Today we continue with Part Two of Extreme Sourcing: Aiming for Perfection in Spend Management and how sustainable business practices are not only more economical, but also mandatory if we want to have a planet in which we can all live in.
We reviewed two of the four pillars of natural capitalism, namely Increasing Resource Productivity and Elimination of Waste. Here come the other two:
3.- Service and Flow.
Every business needs product and services to keep it going. But the ways in which those items are sourced, purchased and used can dramatically affect the impact in the environment, simply by misplacing incentives. The classic example is how companies are now sourcing for photocopiers. In the not-so-distant past, vendors like Xerox, Canon, Ricoh and others made their money by selling photocopying equipment and a juicy maintenance conract attached to it. The equipment was the product being transacted and the purchaser was married with the manufacturer for the life span of the equipment.
Now, every major client I have worked with has, or will soon move to a services agreement in which it pays by printed document. The client is paying for the photocopying service, not the equipment itself. In this case, the manufacturer has every incentive to keep the equipment working at it’s peak efficiency and for the longest time in order to recoup the investment and then make profits. If the manufacturer can extend one year more of productive life out of the standard five years from it’s equipment, each machine can now increase revenues by 20% with little extra investment. It requires that the manufacturer designs the machine in ways that minimizes overhauls, uses high quality and durable components, lowers cost of operation and be fully recyclable so old components can be re-used or fully recycled into new equivalent ones.
Now, I may ask, why can’t we do this for every non-core process in the enterprise? Companies can buy conditioned air services instead of air conditioners from Carrier Corp. or flooring services from Interface, Inc., leasing carpet instead of buying it. Almost every service can be purchased in this way, using a pull approach and paying for what is actually used instead of the equipment to perform the work.
4.- Reinvestment in Natural Capital
So, what do we do with all the money we save after implementing all the above strategies? The standard way would be to return the money to investors or “invest” in the traditional sense. New plants, equipment, employees and R&D. That is capitalism, and it is indeed good. But the focus of those investments is the one that should change.
Instead of just building another manufacturing facility, invest in a sustainable one: one that uses solar lighting, no air conditioning, lean processes, no toxic effluent.

RECORDS
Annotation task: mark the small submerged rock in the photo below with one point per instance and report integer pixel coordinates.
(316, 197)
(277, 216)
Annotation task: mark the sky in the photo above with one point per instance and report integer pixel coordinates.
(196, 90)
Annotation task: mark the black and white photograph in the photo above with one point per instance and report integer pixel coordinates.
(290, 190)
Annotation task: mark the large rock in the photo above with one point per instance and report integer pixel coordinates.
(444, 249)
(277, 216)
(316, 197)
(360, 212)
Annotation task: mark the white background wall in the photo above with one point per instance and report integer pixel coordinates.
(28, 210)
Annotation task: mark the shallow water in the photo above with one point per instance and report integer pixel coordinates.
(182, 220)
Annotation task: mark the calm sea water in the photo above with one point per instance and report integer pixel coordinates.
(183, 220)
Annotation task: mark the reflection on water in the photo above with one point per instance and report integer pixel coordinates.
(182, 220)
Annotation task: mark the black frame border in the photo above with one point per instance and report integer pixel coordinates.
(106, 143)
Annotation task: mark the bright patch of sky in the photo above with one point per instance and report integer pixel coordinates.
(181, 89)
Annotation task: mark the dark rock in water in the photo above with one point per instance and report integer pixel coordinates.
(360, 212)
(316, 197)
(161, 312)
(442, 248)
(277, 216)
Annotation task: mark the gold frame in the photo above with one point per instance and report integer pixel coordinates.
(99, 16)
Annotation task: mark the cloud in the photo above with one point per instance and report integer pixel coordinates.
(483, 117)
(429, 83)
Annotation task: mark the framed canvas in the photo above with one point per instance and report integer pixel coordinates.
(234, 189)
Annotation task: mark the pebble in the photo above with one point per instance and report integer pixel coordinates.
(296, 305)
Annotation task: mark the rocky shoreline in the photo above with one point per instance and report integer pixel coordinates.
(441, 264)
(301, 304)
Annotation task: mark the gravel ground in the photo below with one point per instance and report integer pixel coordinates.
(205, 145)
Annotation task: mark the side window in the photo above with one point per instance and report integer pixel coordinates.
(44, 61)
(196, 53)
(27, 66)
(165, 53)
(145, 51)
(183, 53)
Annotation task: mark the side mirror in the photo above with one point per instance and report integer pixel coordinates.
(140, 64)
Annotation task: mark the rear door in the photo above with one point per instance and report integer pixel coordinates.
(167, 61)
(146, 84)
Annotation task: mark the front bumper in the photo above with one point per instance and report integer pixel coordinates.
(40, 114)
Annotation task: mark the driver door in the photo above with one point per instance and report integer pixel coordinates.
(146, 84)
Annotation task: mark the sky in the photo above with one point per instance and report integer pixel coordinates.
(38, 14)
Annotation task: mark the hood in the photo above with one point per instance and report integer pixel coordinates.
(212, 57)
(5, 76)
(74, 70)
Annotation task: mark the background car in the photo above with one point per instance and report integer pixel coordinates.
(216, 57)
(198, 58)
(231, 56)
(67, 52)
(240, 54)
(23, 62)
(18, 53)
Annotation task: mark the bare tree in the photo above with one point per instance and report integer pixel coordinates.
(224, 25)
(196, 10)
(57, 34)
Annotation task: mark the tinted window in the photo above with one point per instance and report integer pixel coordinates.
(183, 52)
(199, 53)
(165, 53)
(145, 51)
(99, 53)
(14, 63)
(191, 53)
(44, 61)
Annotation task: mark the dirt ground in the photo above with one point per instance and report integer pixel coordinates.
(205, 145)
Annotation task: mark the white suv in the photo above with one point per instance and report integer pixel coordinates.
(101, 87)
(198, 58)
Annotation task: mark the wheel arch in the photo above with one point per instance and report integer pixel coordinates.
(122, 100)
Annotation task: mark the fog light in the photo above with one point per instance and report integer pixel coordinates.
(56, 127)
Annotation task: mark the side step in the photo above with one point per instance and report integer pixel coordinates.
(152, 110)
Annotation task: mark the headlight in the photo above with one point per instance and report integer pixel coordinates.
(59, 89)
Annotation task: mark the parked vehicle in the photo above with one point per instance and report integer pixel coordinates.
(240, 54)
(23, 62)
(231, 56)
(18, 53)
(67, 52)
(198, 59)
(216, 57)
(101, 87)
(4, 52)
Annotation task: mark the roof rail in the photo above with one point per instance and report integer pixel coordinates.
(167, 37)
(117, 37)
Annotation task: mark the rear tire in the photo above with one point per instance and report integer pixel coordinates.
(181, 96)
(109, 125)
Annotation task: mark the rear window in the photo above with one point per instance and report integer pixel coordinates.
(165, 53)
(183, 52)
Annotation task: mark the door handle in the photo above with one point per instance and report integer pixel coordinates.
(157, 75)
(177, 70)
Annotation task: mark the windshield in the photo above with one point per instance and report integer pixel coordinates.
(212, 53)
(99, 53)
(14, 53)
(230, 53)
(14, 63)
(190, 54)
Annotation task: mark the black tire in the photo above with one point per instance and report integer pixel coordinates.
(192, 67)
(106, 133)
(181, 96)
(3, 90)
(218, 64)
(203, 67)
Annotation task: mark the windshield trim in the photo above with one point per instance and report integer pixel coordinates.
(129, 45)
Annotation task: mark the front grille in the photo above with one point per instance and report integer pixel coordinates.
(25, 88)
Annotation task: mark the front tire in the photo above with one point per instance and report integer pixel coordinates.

WHAT YOU NEED TO DO
**A)** Rewrite the sustainable sourcing article between "Today we continue" and "Service and Flow.", inclusive, changing "pillars" to "principles".
**B)** Please condense the paragraph of the sustainable sourcing article that begins "Now, I may ask" into a short bulleted list.

SOLUTIONS TO EACH TASK
**A)**
Today we continue with Part Two of Extreme Sourcing: Aiming for Perfection in Spend Management and how sustainable business practices are not only more economical, but also mandatory if we want to have a planet in which we can all live in.
We reviewed two of the four principles of natural capitalism, namely Increasing Resource Productivity and Elimination of Waste. Here come the other two:
3.- Service and Flow.

**B)**
- The same approach could apply to every non-core process in the enterprise.
- Companies can buy conditioned air services from Carrier Corp. instead of air conditioners.
- They can buy flooring services from Interface, Inc., leasing carpet instead of buying it.
- Almost every service can be purchased this way, with a pull approach that pays for actual use rather than for the equipment that performs the work.